■ Written request: Output all the data exactly. Pictures do not belong in the copy.
# # # # # # #
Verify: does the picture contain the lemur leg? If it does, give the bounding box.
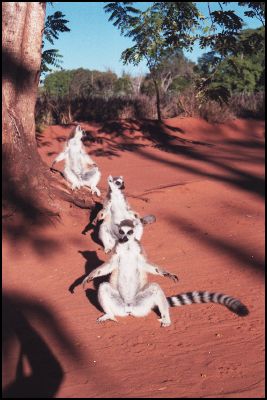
[144,262,178,282]
[97,282,128,322]
[135,222,144,241]
[83,170,101,197]
[131,283,171,327]
[99,221,116,253]
[63,168,81,190]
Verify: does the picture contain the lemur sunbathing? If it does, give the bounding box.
[83,220,248,327]
[52,125,101,196]
[93,176,155,253]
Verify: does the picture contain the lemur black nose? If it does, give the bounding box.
[119,236,128,243]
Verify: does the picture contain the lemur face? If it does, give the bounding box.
[75,125,85,140]
[118,219,135,243]
[108,175,125,190]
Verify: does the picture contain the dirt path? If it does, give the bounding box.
[3,118,264,398]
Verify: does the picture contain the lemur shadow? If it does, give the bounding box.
[69,250,109,312]
[82,202,103,246]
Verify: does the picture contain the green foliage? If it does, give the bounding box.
[41,11,70,73]
[195,28,265,98]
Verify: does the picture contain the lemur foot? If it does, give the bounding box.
[158,318,171,328]
[96,314,118,323]
[92,188,101,197]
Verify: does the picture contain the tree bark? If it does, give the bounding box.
[2,2,54,212]
[153,79,162,122]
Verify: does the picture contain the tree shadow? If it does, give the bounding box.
[69,250,107,293]
[2,294,81,398]
[2,148,60,255]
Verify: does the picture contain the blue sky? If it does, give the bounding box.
[45,2,261,75]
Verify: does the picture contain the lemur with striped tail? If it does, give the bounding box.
[93,175,156,253]
[83,220,248,327]
[51,125,101,196]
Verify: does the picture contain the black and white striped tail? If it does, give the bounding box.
[167,291,249,317]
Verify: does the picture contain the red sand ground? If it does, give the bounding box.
[3,118,264,398]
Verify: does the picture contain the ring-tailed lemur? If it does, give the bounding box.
[52,125,101,196]
[93,176,155,253]
[83,220,249,327]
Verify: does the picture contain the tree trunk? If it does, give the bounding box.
[2,2,54,212]
[153,79,162,121]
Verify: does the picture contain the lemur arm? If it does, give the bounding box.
[92,201,111,225]
[51,148,67,167]
[82,255,117,288]
[144,263,178,282]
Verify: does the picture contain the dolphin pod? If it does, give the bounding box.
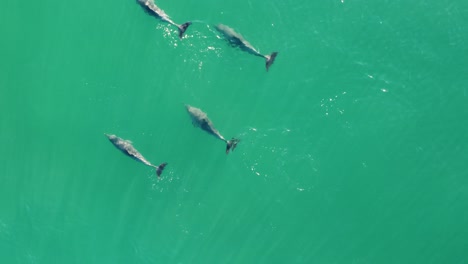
[105,0,278,177]
[137,0,278,71]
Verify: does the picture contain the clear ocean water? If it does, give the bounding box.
# # # # # # #
■ Task response:
Verify: does the picture contain the lemur leg? If it does, give the bounding box.
[144,262,178,282]
[97,282,128,322]
[135,222,144,241]
[83,170,101,197]
[131,283,171,327]
[99,221,116,253]
[63,168,81,190]
Verify: does the picture contain the lemur sunbathing? If it does, give the bounding box.
[83,220,248,327]
[52,125,101,196]
[93,176,155,253]
Verify: does the picture contain the lemur black nose? If it does, give the bounding box.
[119,236,128,243]
Verify: does the picture contain the lemur face? If it does, give the bounding box.
[75,125,85,140]
[118,219,135,243]
[108,175,125,190]
Verify: does the picture contain the dirt path? If it does, give the bounding box.
[3,118,264,398]
Verify: does the picture contain the lemur shadow? If it does, give the bounding box.
[69,250,109,312]
[82,202,103,246]
Verify: does the picture contain the green foliage? If it does, give the bounding box.
[41,11,70,73]
[195,28,265,98]
Verify: does the picture contain the lemur foot? If it does, give the bounding box.
[158,318,171,328]
[96,314,118,323]
[92,188,101,197]
Verify: does the picture contain the tree bark? If it does, give the bounding box.
[2,2,54,212]
[153,79,162,122]
Verify: does the picture contain the tree shadow? If it does, give the bounding box.
[69,250,107,293]
[2,294,81,398]
[2,148,60,255]
Verify: does the picture contain the blue sky? If it does, give the bounding box.
[45,2,261,75]
Verify: does the picture contain the lemur with striped tail? If it does, give the bounding box.
[93,175,156,253]
[83,220,248,327]
[51,125,101,196]
Verify: does the picture contain the black and white striped tail? If it does, give the bounding box.
[167,291,249,317]
Verify: does the picture contain the red sand ground? If it does, give the bounding box.
[3,118,264,398]
Verify: does the picture contain the ring-tailed lemur? If it does, give the bounding box.
[52,125,101,196]
[93,176,155,253]
[83,220,249,327]
Verify: does the picture contain the tree trunk? If it does, give the bounding box.
[2,2,54,212]
[153,79,162,121]
Verify: does the picture contain the lemur arm? If it does, give the bounding box.
[92,201,111,225]
[51,148,67,167]
[82,255,117,288]
[144,263,178,282]
Verify: does the picture contain the dolphin pod? If it does, give the bounding box.
[105,0,278,177]
[137,0,278,71]
Verify: does the picture contain the clear ocean water? If it does, give the bounding box.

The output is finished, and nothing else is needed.